*** Given records ***

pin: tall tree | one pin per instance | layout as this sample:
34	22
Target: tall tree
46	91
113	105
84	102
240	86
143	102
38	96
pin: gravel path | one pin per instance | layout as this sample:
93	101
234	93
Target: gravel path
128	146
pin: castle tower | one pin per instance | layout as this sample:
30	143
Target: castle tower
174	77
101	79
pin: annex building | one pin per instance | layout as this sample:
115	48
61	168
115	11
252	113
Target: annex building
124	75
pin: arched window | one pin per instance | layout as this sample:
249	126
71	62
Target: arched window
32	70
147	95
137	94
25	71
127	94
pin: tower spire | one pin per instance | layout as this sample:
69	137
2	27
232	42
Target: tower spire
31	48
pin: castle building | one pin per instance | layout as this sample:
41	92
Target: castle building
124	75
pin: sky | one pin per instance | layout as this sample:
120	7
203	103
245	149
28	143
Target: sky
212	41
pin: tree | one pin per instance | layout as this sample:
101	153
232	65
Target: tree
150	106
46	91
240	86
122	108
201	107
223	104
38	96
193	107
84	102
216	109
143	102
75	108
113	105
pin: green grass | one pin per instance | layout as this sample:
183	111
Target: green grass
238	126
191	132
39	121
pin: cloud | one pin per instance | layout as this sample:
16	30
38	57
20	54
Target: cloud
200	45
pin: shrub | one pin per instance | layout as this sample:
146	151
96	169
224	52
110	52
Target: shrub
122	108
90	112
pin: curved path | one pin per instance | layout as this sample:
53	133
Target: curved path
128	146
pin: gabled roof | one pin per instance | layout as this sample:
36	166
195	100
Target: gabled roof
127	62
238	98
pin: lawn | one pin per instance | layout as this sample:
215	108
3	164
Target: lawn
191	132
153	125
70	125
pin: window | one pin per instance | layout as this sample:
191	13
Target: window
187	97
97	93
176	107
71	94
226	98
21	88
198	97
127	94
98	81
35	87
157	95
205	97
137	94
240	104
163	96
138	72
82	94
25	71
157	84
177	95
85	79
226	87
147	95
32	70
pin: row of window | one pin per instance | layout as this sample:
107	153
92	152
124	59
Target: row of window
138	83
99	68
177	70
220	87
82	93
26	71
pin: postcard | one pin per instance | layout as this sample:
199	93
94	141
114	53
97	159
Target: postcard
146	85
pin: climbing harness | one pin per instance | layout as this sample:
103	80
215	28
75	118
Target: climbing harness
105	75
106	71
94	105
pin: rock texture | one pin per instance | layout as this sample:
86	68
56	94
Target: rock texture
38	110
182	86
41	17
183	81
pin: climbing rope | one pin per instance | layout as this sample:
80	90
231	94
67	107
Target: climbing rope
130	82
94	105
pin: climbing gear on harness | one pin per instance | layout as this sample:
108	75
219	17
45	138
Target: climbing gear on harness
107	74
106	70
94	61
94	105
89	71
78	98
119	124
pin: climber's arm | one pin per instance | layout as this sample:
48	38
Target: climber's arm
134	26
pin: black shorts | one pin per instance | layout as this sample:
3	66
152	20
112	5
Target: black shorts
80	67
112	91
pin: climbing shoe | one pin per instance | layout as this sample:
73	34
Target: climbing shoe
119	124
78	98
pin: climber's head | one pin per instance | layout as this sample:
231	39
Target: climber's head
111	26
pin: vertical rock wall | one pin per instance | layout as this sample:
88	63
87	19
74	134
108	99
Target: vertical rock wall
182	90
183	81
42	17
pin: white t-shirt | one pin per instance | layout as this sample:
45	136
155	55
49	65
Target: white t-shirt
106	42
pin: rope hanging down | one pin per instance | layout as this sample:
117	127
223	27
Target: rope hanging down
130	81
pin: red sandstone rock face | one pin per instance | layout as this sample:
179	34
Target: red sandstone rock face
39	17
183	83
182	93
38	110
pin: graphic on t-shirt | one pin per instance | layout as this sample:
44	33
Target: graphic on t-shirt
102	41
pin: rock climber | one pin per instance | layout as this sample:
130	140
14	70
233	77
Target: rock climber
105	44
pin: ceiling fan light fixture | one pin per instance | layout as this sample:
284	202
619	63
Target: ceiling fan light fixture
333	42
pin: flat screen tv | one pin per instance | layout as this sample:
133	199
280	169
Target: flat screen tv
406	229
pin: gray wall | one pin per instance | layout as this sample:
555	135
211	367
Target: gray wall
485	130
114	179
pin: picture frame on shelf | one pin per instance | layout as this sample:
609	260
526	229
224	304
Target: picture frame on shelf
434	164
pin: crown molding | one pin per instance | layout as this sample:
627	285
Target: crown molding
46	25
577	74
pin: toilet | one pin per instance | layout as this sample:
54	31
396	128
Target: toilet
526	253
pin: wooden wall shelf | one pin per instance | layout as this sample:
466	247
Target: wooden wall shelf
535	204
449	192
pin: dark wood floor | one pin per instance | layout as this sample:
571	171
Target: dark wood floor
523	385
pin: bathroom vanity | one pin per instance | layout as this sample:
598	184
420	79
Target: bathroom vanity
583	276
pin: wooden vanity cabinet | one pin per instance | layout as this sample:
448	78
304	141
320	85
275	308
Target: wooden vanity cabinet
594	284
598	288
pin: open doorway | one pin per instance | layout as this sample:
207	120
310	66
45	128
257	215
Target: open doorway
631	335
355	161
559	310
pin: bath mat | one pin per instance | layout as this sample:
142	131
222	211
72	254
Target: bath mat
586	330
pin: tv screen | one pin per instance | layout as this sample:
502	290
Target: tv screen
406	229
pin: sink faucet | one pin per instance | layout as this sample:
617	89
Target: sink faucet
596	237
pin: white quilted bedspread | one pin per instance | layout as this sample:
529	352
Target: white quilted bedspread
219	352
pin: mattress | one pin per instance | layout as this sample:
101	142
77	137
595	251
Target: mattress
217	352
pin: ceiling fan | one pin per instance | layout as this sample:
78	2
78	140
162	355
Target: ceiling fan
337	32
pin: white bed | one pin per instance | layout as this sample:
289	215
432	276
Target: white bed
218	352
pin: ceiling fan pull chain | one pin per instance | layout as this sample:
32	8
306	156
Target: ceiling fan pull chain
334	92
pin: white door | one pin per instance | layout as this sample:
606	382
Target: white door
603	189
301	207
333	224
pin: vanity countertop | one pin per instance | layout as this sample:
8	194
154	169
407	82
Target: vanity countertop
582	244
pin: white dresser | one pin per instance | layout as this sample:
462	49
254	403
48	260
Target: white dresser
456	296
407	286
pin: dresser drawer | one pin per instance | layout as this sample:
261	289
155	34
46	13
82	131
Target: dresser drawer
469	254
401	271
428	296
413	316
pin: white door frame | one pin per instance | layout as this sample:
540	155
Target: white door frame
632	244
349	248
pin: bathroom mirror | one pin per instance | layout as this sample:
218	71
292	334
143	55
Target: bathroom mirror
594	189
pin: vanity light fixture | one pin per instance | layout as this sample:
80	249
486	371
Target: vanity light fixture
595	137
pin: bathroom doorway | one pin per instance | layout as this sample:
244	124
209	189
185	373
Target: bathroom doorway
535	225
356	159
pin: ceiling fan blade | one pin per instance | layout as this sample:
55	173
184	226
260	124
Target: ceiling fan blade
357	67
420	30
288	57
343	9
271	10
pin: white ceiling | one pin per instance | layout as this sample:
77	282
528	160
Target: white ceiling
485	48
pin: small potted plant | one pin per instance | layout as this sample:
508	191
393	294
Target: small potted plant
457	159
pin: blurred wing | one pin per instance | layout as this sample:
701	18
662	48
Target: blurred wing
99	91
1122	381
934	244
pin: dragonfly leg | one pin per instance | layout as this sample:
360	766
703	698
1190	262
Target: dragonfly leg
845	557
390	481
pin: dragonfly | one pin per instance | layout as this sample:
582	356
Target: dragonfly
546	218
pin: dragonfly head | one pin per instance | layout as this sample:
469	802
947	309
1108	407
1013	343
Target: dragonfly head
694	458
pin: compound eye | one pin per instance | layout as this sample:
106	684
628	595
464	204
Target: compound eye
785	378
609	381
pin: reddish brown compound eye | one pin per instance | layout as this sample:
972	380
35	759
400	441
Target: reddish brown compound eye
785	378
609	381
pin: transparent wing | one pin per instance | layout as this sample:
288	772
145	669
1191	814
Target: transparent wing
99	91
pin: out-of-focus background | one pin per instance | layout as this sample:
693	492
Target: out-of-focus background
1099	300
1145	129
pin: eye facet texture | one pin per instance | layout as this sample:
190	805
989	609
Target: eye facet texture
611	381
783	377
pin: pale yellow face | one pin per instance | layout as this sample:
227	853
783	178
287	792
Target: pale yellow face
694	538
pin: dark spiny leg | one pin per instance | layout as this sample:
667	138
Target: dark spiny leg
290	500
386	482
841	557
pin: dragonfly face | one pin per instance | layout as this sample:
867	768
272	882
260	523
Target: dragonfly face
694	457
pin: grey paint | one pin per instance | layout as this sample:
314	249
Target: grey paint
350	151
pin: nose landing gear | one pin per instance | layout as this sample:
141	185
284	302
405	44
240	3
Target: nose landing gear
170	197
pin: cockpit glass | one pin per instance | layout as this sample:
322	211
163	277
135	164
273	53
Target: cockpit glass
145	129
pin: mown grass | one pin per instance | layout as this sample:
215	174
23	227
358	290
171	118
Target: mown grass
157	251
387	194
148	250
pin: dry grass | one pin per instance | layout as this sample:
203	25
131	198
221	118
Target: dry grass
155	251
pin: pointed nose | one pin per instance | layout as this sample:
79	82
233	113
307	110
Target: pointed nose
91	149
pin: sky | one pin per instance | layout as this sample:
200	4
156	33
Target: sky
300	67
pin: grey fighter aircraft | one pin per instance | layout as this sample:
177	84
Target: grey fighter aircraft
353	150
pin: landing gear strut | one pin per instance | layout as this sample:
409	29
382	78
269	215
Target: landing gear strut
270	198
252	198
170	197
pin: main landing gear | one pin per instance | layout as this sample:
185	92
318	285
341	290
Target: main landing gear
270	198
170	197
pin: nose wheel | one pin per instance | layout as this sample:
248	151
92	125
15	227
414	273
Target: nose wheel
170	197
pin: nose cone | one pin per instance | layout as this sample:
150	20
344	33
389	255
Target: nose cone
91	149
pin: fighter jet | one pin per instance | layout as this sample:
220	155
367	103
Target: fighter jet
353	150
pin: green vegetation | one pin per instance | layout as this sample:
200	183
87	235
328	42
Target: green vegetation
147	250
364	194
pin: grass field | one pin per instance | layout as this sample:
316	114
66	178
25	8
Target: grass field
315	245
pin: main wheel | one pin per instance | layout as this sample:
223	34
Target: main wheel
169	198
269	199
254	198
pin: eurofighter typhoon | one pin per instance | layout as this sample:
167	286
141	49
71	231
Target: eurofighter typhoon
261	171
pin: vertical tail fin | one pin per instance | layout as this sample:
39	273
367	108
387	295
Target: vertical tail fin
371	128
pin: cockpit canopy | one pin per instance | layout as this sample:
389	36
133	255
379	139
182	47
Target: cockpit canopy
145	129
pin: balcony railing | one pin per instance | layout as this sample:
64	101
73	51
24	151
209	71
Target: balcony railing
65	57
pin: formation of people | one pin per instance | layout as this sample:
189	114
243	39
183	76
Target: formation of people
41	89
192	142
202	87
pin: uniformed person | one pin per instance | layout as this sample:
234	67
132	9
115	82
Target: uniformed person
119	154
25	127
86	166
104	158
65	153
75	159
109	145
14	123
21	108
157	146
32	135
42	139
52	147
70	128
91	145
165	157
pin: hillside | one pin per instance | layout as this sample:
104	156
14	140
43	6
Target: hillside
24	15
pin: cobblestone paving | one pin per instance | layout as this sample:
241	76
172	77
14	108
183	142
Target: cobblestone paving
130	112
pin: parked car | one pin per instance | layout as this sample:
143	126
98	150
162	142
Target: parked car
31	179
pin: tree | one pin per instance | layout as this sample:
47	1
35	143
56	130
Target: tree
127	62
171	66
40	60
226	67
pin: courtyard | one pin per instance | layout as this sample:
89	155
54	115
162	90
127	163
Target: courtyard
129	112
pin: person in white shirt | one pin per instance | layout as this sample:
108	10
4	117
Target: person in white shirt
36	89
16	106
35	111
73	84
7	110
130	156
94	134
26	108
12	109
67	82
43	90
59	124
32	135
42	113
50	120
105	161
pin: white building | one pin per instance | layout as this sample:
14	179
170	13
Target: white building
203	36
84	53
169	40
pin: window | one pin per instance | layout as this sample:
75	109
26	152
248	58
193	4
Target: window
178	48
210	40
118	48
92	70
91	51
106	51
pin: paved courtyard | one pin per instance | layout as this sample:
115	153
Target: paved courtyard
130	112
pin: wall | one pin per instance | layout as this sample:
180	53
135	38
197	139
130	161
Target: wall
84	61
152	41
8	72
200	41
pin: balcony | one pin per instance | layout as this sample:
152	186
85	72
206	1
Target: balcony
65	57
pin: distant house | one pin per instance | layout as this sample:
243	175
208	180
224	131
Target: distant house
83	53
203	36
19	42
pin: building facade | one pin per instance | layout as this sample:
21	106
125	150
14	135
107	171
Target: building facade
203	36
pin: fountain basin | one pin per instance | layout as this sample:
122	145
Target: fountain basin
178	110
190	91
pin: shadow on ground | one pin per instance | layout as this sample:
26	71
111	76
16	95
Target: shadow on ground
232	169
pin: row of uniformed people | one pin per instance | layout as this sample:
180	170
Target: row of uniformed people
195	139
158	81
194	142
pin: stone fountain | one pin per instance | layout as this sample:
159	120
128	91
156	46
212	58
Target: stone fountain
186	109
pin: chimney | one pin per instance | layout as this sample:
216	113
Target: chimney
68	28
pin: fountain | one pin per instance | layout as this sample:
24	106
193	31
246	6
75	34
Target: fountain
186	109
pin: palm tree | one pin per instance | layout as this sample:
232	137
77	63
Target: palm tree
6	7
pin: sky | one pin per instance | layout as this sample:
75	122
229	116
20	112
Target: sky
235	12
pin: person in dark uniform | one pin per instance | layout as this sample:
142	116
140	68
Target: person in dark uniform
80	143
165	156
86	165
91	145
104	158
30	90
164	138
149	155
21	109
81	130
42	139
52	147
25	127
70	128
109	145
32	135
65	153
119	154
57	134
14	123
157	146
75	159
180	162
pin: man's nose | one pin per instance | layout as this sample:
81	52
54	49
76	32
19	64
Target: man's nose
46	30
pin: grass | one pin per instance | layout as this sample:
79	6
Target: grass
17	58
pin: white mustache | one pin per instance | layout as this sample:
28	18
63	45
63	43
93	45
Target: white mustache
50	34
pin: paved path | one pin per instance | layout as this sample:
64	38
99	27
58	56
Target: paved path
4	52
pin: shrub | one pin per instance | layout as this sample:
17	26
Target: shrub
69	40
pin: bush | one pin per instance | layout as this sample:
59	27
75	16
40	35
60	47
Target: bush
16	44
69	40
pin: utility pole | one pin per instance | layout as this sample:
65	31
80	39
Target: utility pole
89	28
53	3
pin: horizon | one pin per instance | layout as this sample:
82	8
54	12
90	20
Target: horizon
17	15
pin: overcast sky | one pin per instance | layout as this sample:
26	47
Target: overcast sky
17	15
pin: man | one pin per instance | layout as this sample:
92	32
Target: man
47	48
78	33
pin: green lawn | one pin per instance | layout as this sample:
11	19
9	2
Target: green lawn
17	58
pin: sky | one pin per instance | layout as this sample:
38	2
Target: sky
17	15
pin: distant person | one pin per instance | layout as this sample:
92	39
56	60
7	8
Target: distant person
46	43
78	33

*** End of Given records ***

Exactly the lines from the start of the entries through the one bearing "pin: castle tower" are to be output, with both ends included.

pin: tall tree | one pin per instance | layout as this sample:
34	22
Target: tall tree
46	91
113	105
84	102
240	86
143	102
38	96
pin: gravel path | one pin per instance | layout as this sample:
93	101
234	93
Target: gravel path
128	146
pin: castle tower | one pin per instance | layout as this sample:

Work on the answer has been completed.